-- BEGIN --

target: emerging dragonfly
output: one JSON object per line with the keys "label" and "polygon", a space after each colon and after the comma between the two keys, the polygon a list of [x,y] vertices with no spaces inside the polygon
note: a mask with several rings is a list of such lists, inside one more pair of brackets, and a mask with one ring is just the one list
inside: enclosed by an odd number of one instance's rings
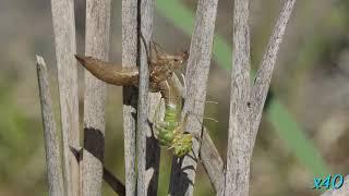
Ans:
{"label": "emerging dragonfly", "polygon": [[188,122],[188,115],[181,122],[182,112],[182,96],[176,87],[172,77],[159,84],[160,93],[165,99],[165,117],[164,120],[159,117],[159,106],[155,111],[153,131],[155,137],[161,146],[173,149],[177,157],[183,157],[192,150],[193,136],[184,132]]}
{"label": "emerging dragonfly", "polygon": [[[180,122],[182,98],[173,85],[171,76],[188,60],[188,52],[177,56],[168,54],[159,51],[159,46],[156,44],[151,45],[151,50],[155,56],[147,52],[149,90],[160,91],[165,99],[165,118],[159,120],[161,118],[158,112],[160,105],[158,105],[155,111],[153,132],[161,146],[173,149],[177,157],[182,157],[192,149],[192,135],[183,132],[188,118],[184,118],[183,123]],[[75,58],[93,75],[108,84],[135,87],[139,85],[140,73],[136,66],[116,66],[110,62],[77,54]]]}
{"label": "emerging dragonfly", "polygon": [[[159,50],[155,42],[151,44],[151,52],[147,52],[149,64],[149,90],[158,91],[158,84],[172,76],[188,60],[188,52],[168,54]],[[116,63],[101,61],[93,57],[75,54],[76,60],[95,77],[117,86],[139,86],[139,68],[120,66]]]}

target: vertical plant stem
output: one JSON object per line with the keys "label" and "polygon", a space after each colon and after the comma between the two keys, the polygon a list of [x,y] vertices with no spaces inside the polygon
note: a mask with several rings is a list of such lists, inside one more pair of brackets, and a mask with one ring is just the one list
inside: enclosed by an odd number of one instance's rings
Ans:
{"label": "vertical plant stem", "polygon": [[45,155],[49,187],[48,193],[50,196],[61,196],[64,195],[61,154],[53,117],[48,72],[45,61],[41,57],[36,56],[36,63],[44,124]]}
{"label": "vertical plant stem", "polygon": [[217,0],[198,1],[185,74],[188,89],[185,89],[186,97],[182,112],[182,117],[189,114],[188,122],[190,123],[185,125],[185,131],[192,133],[196,138],[193,139],[193,151],[189,156],[181,159],[176,158],[172,161],[170,195],[193,195],[201,148],[197,137],[202,135],[202,117],[204,114],[216,12]]}
{"label": "vertical plant stem", "polygon": [[[86,1],[86,56],[109,59],[110,0]],[[84,196],[101,195],[105,150],[106,84],[85,71],[84,151],[82,189]]]}
{"label": "vertical plant stem", "polygon": [[225,195],[248,196],[251,162],[249,0],[234,1],[233,51]]}
{"label": "vertical plant stem", "polygon": [[276,22],[273,35],[270,36],[267,49],[264,53],[260,69],[254,78],[252,88],[252,117],[251,117],[251,151],[252,155],[258,126],[262,119],[264,102],[270,86],[272,75],[277,59],[277,54],[282,42],[284,34],[288,21],[291,16],[296,0],[287,0],[282,7],[280,15]]}
{"label": "vertical plant stem", "polygon": [[[122,0],[122,65],[137,63],[137,0]],[[123,134],[125,194],[134,196],[136,188],[135,119],[137,94],[133,87],[123,87]]]}
{"label": "vertical plant stem", "polygon": [[[152,29],[153,0],[141,0],[139,1],[139,34],[143,35],[146,42],[152,38]],[[139,41],[137,195],[156,195],[160,151],[149,126],[149,109],[155,105],[156,95],[148,93],[148,57],[145,50],[148,46],[144,46],[140,39]]]}
{"label": "vertical plant stem", "polygon": [[63,136],[64,181],[67,195],[76,196],[80,195],[81,184],[79,162],[70,150],[70,146],[80,146],[74,1],[51,0],[51,10]]}

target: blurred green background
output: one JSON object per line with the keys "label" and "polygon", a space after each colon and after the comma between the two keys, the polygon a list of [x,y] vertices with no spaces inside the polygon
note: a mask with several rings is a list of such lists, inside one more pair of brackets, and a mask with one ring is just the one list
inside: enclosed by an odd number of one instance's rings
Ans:
{"label": "blurred green background", "polygon": [[[154,39],[168,52],[190,46],[196,1],[156,0]],[[75,0],[77,50],[84,52],[85,1]],[[279,14],[277,0],[251,1],[252,66],[257,68]],[[35,54],[49,66],[59,122],[49,1],[0,1],[0,195],[47,195]],[[205,122],[226,157],[233,1],[220,0]],[[313,177],[346,175],[349,167],[349,1],[298,1],[287,27],[253,154],[250,195],[318,195]],[[121,1],[112,1],[111,60],[121,62]],[[83,70],[79,68],[83,113]],[[122,90],[108,86],[106,166],[123,179]],[[82,119],[82,117],[81,117]],[[168,188],[170,154],[163,150],[159,195]],[[104,185],[104,195],[115,195]],[[214,195],[202,166],[195,195]]]}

-- END --

» **Aim of the exercise**: Please update the records from the line containing "target: blurred green background" through the end of the records, swapping "mask" for "region" and keeping everything else the same. Give only those lines.

» **Solved exercise**:
target: blurred green background
output: one JSON object per line with the keys "label" and "polygon", a space after each colon and after the comma between the two keys, the polygon a list of [x,y] vertices with no spaces inside the polygon
note: a region with several rings is a list of such lists, inside one more pair of brackets, and a region with one ring is just the one list
inside: enclosed by an odd number of one instance's rings
Ans:
{"label": "blurred green background", "polygon": [[[154,39],[168,52],[190,46],[196,1],[156,0]],[[75,0],[77,50],[84,52],[85,1]],[[279,14],[277,0],[251,1],[252,66],[257,68]],[[35,54],[49,66],[59,122],[49,1],[0,1],[0,195],[47,195]],[[205,122],[226,157],[233,1],[220,0]],[[313,177],[346,175],[349,167],[349,1],[298,1],[287,27],[253,154],[250,195],[318,195]],[[121,1],[112,1],[111,60],[121,62]],[[83,70],[79,68],[83,113]],[[122,90],[108,86],[106,166],[123,179]],[[82,119],[82,117],[81,117]],[[168,188],[170,154],[163,150],[159,195]],[[104,185],[104,195],[115,195]],[[214,195],[202,166],[195,195]]]}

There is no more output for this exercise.